> _Task description_
The listing below contains a span that opens with the line containing "[[438, 219]]" and closes with the line containing "[[497, 227]]". Return that span exactly.

===== Working data

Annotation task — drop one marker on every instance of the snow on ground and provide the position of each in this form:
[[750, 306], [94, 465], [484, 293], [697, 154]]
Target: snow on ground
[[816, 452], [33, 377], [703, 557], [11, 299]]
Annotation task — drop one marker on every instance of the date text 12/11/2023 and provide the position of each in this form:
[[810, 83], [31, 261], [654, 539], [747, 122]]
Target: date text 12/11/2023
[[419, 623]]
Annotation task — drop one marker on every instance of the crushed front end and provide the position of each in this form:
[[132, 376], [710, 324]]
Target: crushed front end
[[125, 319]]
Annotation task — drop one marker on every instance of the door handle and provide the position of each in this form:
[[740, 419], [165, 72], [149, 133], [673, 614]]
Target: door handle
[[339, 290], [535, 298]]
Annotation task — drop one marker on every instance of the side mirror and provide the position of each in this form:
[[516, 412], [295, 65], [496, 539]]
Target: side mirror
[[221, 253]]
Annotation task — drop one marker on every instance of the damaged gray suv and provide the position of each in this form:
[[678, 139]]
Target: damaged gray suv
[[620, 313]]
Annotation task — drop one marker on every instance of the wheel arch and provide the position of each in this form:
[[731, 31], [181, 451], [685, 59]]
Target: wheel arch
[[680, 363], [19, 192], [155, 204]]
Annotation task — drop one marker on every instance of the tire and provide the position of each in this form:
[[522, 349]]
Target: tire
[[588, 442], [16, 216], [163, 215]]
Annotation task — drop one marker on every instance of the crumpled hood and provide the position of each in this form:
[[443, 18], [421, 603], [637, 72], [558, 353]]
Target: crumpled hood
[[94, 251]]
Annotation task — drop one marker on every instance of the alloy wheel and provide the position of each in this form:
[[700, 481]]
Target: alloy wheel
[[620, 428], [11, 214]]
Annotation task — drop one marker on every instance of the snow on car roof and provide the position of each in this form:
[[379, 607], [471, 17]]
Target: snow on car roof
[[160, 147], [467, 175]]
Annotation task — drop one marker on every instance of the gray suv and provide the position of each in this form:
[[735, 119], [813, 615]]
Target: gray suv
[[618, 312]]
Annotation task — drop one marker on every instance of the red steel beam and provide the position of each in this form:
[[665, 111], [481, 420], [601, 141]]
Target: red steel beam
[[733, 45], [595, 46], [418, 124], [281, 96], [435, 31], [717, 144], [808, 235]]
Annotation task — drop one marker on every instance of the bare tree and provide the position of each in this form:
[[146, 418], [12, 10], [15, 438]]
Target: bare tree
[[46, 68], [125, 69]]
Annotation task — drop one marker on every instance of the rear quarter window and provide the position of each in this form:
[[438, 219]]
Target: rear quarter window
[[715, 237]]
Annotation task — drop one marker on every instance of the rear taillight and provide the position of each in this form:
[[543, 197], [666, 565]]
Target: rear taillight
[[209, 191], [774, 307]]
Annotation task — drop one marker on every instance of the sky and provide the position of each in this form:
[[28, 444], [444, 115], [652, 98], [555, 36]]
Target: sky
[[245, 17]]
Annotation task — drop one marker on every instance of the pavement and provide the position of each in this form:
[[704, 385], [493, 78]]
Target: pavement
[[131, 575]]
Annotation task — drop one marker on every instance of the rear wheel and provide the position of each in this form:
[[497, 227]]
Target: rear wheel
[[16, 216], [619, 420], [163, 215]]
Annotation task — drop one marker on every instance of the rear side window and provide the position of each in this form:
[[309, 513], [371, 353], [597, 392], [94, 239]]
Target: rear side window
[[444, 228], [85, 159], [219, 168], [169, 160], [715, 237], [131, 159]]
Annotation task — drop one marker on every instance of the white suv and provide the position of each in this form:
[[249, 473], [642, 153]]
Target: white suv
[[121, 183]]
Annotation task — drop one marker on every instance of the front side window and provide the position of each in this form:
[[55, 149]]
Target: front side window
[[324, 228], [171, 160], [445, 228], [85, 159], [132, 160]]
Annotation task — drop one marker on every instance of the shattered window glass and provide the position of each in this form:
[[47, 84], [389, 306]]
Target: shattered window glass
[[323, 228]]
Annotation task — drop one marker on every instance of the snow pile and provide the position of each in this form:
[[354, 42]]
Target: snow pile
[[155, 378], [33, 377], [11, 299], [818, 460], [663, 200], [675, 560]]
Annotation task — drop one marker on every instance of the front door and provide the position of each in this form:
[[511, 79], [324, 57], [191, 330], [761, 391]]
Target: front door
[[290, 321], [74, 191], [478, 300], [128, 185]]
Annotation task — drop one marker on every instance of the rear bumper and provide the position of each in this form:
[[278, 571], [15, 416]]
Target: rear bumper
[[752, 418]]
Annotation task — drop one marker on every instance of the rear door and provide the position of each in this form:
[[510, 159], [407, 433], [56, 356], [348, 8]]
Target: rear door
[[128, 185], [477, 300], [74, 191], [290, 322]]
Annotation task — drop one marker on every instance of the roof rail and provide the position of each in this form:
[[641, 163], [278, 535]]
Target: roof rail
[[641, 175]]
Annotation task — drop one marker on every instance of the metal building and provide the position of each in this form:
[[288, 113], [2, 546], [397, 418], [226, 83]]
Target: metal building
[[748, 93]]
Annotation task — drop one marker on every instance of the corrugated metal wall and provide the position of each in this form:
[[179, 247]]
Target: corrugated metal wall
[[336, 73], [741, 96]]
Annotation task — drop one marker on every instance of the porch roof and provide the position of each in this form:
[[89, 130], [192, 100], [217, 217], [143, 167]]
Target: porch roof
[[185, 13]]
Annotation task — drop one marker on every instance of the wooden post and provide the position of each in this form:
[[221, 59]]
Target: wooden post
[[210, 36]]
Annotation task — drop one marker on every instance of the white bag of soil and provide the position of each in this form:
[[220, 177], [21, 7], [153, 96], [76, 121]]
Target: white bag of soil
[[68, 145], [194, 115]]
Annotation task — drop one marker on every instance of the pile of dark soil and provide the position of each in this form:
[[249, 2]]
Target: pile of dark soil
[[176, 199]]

==========

> _Response_
[[438, 219]]
Target: rear quarter window
[[715, 237]]
Annotation task — drop one marker on every instance of the rear taillight and provide the position of each in this form:
[[543, 197], [666, 565]]
Target: rear taillight
[[209, 191], [774, 307]]
Annotation task — drop one marker on every instance of the sky and provide the position of each in this form:
[[28, 444], [444, 115], [652, 98], [555, 36]]
Target: sky
[[245, 17]]
Annotation task — drop one marker on every instance of the pavement and provide the position of each in this form:
[[704, 385], [493, 78]]
Target: pavement
[[131, 575]]
Annotation task — drop one marker on every instance of the rear wheel and provide the position of each in this form:
[[497, 227]]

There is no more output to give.